Goal of the exercise - The whole listing needs to be restated word for word.

● ● ● ● ● ● ●

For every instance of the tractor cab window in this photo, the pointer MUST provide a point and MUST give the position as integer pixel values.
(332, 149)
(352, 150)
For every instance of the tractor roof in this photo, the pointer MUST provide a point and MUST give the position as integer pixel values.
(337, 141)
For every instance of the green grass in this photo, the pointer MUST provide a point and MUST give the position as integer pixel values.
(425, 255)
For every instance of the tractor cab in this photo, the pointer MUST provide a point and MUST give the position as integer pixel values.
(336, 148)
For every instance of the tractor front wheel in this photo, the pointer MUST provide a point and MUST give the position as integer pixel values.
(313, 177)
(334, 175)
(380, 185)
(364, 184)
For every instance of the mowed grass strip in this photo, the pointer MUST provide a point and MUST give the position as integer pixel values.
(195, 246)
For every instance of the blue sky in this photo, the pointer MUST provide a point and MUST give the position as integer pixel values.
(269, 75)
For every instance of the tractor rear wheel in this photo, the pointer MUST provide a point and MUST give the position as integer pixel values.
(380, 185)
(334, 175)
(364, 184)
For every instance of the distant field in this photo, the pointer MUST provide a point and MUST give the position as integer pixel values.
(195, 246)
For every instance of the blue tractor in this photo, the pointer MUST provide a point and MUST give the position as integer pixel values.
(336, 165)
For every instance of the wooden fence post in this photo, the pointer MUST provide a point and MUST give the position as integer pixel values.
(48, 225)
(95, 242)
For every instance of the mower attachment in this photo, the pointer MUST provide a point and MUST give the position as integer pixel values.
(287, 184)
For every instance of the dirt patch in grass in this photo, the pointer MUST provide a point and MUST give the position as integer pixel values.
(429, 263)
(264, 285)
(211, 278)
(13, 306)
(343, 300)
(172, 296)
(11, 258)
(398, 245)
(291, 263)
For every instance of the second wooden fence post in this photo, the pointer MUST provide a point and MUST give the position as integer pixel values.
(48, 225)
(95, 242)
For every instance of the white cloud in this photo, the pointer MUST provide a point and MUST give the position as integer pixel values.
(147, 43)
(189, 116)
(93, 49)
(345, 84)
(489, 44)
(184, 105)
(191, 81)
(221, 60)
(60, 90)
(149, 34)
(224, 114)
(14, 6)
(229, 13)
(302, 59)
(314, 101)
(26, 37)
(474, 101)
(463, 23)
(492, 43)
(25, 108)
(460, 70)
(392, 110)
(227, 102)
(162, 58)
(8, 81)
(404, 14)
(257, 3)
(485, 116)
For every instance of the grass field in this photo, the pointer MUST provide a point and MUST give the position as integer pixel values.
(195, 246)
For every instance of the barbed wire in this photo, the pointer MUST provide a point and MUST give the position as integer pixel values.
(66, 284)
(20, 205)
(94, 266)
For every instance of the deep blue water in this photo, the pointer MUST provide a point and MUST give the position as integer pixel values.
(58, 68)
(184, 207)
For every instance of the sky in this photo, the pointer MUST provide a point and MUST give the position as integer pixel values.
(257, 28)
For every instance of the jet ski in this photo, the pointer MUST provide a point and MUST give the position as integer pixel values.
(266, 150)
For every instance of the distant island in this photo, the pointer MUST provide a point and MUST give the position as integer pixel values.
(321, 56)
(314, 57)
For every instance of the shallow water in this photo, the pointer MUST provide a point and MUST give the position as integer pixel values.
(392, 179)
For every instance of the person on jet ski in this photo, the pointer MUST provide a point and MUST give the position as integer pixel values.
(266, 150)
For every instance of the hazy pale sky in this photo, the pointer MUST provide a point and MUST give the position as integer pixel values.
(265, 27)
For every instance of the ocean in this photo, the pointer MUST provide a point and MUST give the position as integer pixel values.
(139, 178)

● ● ● ● ● ● ●

Solution to the problem -
For every instance of the tractor cab window in this photo, the pointer MUST provide a point and MUST give the position as integer pixel values.
(332, 149)
(352, 150)
For every instance of the tractor roof in this photo, the pointer MUST provide a point and MUST give the position as integer pixel values.
(337, 141)
For every instance of the green grass in this photo, the pointer MUST provide a point and MUST give the position as integer pixel values.
(425, 255)
For every instance of the tractor cab in this photo, the pointer MUST provide a point and MUST give the position as integer pixel values.
(336, 148)
For every instance of the tractor front wheel in this photo, the pointer MUST provide a point and MUST give the position as integer pixel values.
(313, 177)
(334, 175)
(380, 185)
(364, 184)
For every instance of the mowed grass strip in this photo, the pointer MUST provide a point and MUST give the position as integer pixel values.
(195, 246)
For every instance of the blue sky in this photo, the pointer MUST provide a point and MUST give the position as integer pixel values.
(269, 75)
For every instance of the tractor rear wheel in this photo, the pointer MUST provide a point and MUST give the position as integer pixel values.
(380, 185)
(334, 175)
(364, 184)
For every instance of the distant field in this photo, the pointer MUST provide a point and MUST give the position as integer pixel values.
(195, 246)
For every instance of the blue tractor in this photo, the pointer MUST provide a point and MUST give the position as integer pixel values.
(336, 165)
For every instance of the wooden fence post in this photo, the pointer MUST provide a point and MUST give the position as integer pixel values.
(48, 225)
(95, 242)
For every instance of the mower attachment in this photo, the pointer MUST provide a point and MUST give the position as integer pixel values.
(287, 184)
For every instance of the dirt patch in grass in this photo, the pointer MUST provide a point and MUST give the position as integer pixel values.
(429, 263)
(264, 285)
(211, 278)
(13, 306)
(343, 300)
(172, 296)
(11, 258)
(398, 245)
(291, 263)
For every instance of the second wooden fence post in this photo, the pointer MUST provide a point and MUST give the position as integer pixel values.
(48, 225)
(95, 242)
For every instance of the white cloud in this photo, the pointer MUST provide a point and MUST give the position as integer pixel values.
(147, 43)
(189, 116)
(93, 49)
(345, 84)
(489, 44)
(184, 105)
(191, 81)
(221, 60)
(60, 90)
(149, 34)
(224, 114)
(14, 6)
(229, 13)
(302, 59)
(314, 101)
(26, 37)
(474, 101)
(463, 23)
(492, 43)
(25, 108)
(460, 70)
(392, 110)
(227, 102)
(162, 58)
(8, 81)
(404, 14)
(257, 3)
(485, 116)
For every instance of the grass field in this photo, the pointer MUST provide a point and MUST give the position as integer pixel values.
(195, 246)
For every instance of the barbed wire in this photo, the pointer MUST provide a point and MUST give the position as integer pixel values.
(66, 284)
(20, 205)
(94, 266)
For every instance of the deep blue water in this photo, the pointer MUST provide a point and MUST give the position as integer pixel values.
(58, 68)
(184, 207)
For every instance of the sky in this photo, the pointer MUST provide a point and MUST give the position as integer pixel values.
(257, 28)
For every instance of the jet ski in this photo, the pointer MUST provide a point and MUST give the position as integer pixel values.
(266, 150)
For every instance of the distant island in this photo, the pointer MUST provide a point and MUST give the position as integer pixel values.
(321, 56)
(314, 57)
For every instance of the shallow water in this photo, the pointer MUST provide a point and MUST give the position as integer pixel values.
(392, 179)
For every instance of the person on jet ski in this photo, the pointer MUST provide a point and MUST give the position as integer pixel values.
(266, 150)
For every instance of the hazy pale sky in this photo, the pointer MUST provide a point and MUST give the position as integer pixel values.
(265, 27)
For every instance of the ocean in this photo, the pointer MUST provide a point and MUST give the position as integer pixel values.
(139, 178)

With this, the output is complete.